- WHAT YOU SHOULD DO
Answer these questions from the joint vibration article:
1. What does the article define crepitus as?
2. Which body approved the study?
3. How many of the subjects suffered from lower back pain?

DOCUMENT SEGMENT Block Start

Audible Joint Vibration

Study Finds Reduction in Audible Joint Vibration, Sounds Before and After Spinal Therapy

Researchers have noted an association between crepitus (audible tissue and joint noises) and posterior spinal joint deterioration. There may also be an association between increased joint stiffness and subtle crepitus. While previous studies have found a link between cavitation and increased vertebral mobility after spinal manipulations, a new study 1 examines the link between inaudible and audible lumbar crepitus and spinal manipulative therapy (SMT).

Noises associated with biochemical structures and mechanisms may indicate the existence of stress adhesions in the connective tissues surrounding the zygapophyseal (Z) joints. Lower back pain (LBP) patients may have more muscle tension, which can contribute to the compression of the articular surfaces in the Z joints, leading to greater crepitus. The process of SMT may assist in breaking up the adhesions and allow for freer (and silent) movement of the joints.

The Study

Ten male and female subjects between the ages of 18-65 years –five healthy, and five who suffered from lower back pain—participated in the study, which was approved by the National University of Health Sciences IRB. There were strict inclusion and exclusion criteria which ensured the healthy patients had no recent history of LBP, and the LBP patients had experienced recent and debilitating LBP but had not had spinal surgery or been diagnosed with disc degeneration or other serious spinal pathologies in the past.

DOCUMENT SEGMENT Block End
AVAILABLE DATA Block Start

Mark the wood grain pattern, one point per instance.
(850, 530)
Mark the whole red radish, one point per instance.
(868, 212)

AVAILABLE DATA Block End

- EXERCISE OUTPUT
1. Audible tissue and joint noises.
2. The National University of Health Sciences IRB.
3. Five.